_WRITTEN INSTRUCTION:_
Present the lines below as a numbered list, omitting blank lines and leaving out the pictures.

_STORED ROWS:_
=====

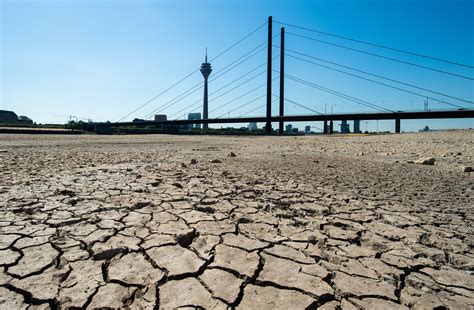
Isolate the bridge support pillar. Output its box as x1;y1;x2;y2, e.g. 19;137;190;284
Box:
265;16;273;135
278;27;285;135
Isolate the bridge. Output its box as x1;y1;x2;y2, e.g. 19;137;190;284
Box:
102;16;474;134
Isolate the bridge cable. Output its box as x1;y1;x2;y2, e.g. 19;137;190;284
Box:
275;46;474;104
216;94;267;118
285;74;395;113
143;54;265;117
115;69;199;123
209;22;268;62
286;32;474;81
284;98;324;115
273;20;474;69
144;42;266;118
170;55;280;117
287;55;464;109
170;71;266;117
116;22;267;123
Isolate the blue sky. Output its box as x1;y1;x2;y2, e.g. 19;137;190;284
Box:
0;0;474;130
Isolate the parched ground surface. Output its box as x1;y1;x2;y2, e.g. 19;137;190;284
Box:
0;131;474;309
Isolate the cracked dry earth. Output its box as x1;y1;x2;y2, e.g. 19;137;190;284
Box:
0;131;474;309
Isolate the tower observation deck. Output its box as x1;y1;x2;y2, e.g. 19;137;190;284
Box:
201;49;212;129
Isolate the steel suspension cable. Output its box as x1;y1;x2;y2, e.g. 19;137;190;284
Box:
273;20;474;69
287;55;464;109
285;74;395;113
286;32;474;81
282;46;474;104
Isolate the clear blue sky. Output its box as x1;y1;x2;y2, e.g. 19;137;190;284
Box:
0;0;474;130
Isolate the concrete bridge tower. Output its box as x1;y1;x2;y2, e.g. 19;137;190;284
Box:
201;48;212;129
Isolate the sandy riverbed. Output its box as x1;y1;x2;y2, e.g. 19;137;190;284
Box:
0;130;474;309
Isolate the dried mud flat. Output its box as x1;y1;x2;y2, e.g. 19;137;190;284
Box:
0;131;474;309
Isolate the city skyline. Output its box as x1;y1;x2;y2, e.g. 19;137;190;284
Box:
0;1;474;131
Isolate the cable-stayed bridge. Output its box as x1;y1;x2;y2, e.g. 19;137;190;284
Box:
101;17;474;134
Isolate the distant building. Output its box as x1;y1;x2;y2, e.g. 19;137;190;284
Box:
0;110;33;124
188;113;201;129
354;119;362;133
341;120;351;133
155;114;167;122
418;125;430;132
0;110;18;124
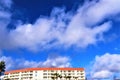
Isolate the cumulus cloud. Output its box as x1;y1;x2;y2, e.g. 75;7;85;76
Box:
0;0;120;50
90;53;120;78
0;56;71;70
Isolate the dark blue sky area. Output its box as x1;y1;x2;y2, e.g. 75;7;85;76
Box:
12;0;84;23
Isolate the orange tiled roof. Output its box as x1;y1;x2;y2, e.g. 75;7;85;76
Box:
5;68;84;74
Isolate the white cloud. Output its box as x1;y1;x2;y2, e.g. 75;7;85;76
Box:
0;56;71;70
90;53;120;78
0;0;120;50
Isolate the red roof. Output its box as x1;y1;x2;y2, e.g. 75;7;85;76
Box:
5;68;84;74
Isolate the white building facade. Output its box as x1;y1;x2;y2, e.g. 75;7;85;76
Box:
4;68;85;80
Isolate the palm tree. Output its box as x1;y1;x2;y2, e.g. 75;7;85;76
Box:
59;74;62;80
51;73;59;80
67;76;71;80
74;77;78;80
0;61;5;76
64;74;67;80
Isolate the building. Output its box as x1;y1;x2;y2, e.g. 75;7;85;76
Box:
4;68;85;80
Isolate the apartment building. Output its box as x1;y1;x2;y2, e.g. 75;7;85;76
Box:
4;68;85;80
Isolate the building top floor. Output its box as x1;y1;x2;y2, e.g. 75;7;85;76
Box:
5;68;84;75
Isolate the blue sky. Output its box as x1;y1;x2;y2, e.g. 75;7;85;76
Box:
0;0;120;78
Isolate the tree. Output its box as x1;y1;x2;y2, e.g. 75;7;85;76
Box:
0;61;5;76
51;73;59;80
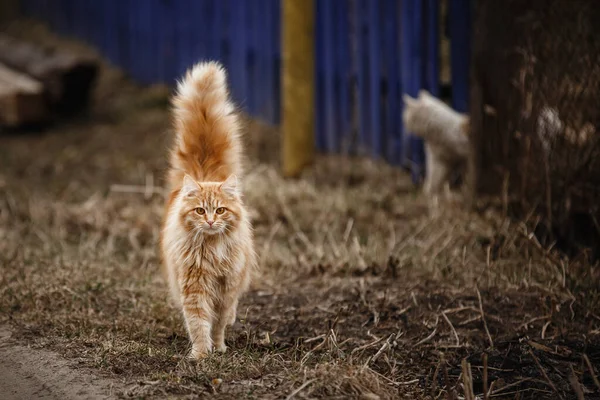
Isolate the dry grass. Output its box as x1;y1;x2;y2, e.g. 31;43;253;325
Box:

=====

_SOLUTION BELOW:_
1. Isolate the bridge support pillar. Output its box as x1;y1;x2;y2, e.g. 19;137;190;284
2. Box:
3. 265;16;273;135
4. 278;27;285;135
5. Isolate the bridge. Output its box as x1;y1;x2;y2, e.g. 19;137;190;284
6. Box:
7. 102;16;474;134
8. Isolate the bridge cable. Output its box as x1;y1;x2;y2, e.g. 19;137;190;284
9. Box:
10. 275;46;474;104
11. 216;94;267;118
12. 285;74;395;113
13. 143;54;265;117
14. 115;69;199;123
15. 209;22;268;62
16. 286;32;474;81
17. 284;98;324;115
18. 273;20;474;69
19. 144;42;266;118
20. 170;55;280;117
21. 287;55;464;109
22. 170;71;266;117
23. 116;22;267;123
24. Isolate the blue sky. Output its box as x1;y1;x2;y2, e.g. 19;137;190;284
25. Box:
26. 0;0;474;130
27. Isolate the parched ground surface. Output its box as x1;y1;x2;y2, e.g. 19;137;190;284
28. Box:
29. 0;131;474;309
30. Isolate the cracked dry earth. Output its box as x1;y1;x2;y2, e.g. 19;137;190;284
31. Box:
32. 0;131;474;309
33. Isolate the tower observation deck. Output its box as x1;y1;x2;y2, e.g. 19;137;190;284
34. Box:
35. 201;49;212;129
36. Isolate the steel suspension cable. Output its box as x1;y1;x2;y2, e.g. 19;137;190;284
37. Box:
38. 273;20;474;69
39. 287;55;464;109
40. 285;74;395;113
41. 286;32;474;81
42. 282;46;474;104
43. Isolate the clear blue sky. Output its box as x1;y1;x2;y2, e.g. 19;137;190;284
44. Box:
45. 0;0;474;130
46. Isolate the concrete bridge tower. Output its box as x1;y1;x2;y2, e.g. 19;137;190;284
47. Box:
48. 201;48;212;129
49. Isolate the sandy riverbed. Output its box as x1;y1;x2;y2, e.g. 19;137;190;284
50. Box:
51. 0;130;474;309
52. Isolate the dried mud flat. Output its box as x1;y1;x2;y2, e.g. 19;137;190;284
53. Box:
54. 0;131;474;309
55. Isolate the city skyline. Output its box as x1;y1;x2;y2, e.g. 19;137;190;284
56. Box:
57. 0;1;474;131
58. Isolate the cable-stayed bridge. Output its box as x1;y1;x2;y2, e.g. 19;137;190;284
59. Box:
60. 101;17;474;134
61. Isolate the distant building. Output its box as x1;y1;x2;y2, e.g. 19;137;190;284
62. Box:
63. 0;110;33;124
64. 188;113;201;129
65. 354;119;362;133
66. 341;120;351;133
67. 155;114;167;122
68. 418;125;430;132
69. 0;110;18;124
70. Isolate the cumulus cloud. Output its box as x1;y1;x2;y2, e.g. 75;7;85;76
71. Box:
72. 0;0;120;50
73. 90;53;120;78
74. 0;56;71;70
75. Isolate the dark blue sky area. Output its box as x1;y1;x2;y2, e.g. 75;7;85;76
76. Box:
77. 12;0;84;23
78. Isolate the orange tiled roof. Output its box as x1;y1;x2;y2, e.g. 75;7;85;76
79. Box:
80. 5;68;84;74
81. Isolate the white cloud. Output its box as x1;y1;x2;y2, e.g. 75;7;85;76
82. Box:
83. 0;56;71;70
84. 90;53;120;78
85. 0;0;120;50
86. Isolate the red roof. Output its box as x1;y1;x2;y2, e.g. 75;7;85;76
87. Box:
88. 5;68;84;74
89. Isolate the white building facade. Output its box as x1;y1;x2;y2, e.g. 75;7;85;76
90. Box:
91. 4;68;85;80
92. Isolate the palm tree. Output its box as x1;y1;x2;y2, e.g. 75;7;85;76
93. Box:
94. 59;74;62;80
95. 51;73;59;80
96. 67;76;71;80
97. 74;77;78;80
98. 0;61;5;76
99. 64;74;67;80
100. Isolate the building. Output its box as x1;y1;x2;y2, e.g. 75;7;85;76
101. Box:
102. 4;68;85;80
103. Isolate the apartment building. Output its box as x1;y1;x2;y2, e.g. 75;7;85;76
104. Box:
105. 4;68;85;80
106. Isolate the building top floor. Output its box as x1;y1;x2;y2, e.g. 75;7;85;76
107. Box:
108. 5;68;84;75
109. Isolate the blue sky. Output its box as x1;y1;x2;y2, e.g. 75;7;85;76
110. Box:
111. 0;0;120;78
112. Isolate the tree. Output its box as x1;y1;x2;y2, e.g. 75;7;85;76
113. Box:
114. 0;61;5;76
115. 51;73;59;80
116. Isolate the dry grass. Output its box as x1;y1;x2;y2, e.g. 31;43;253;325
117. Box:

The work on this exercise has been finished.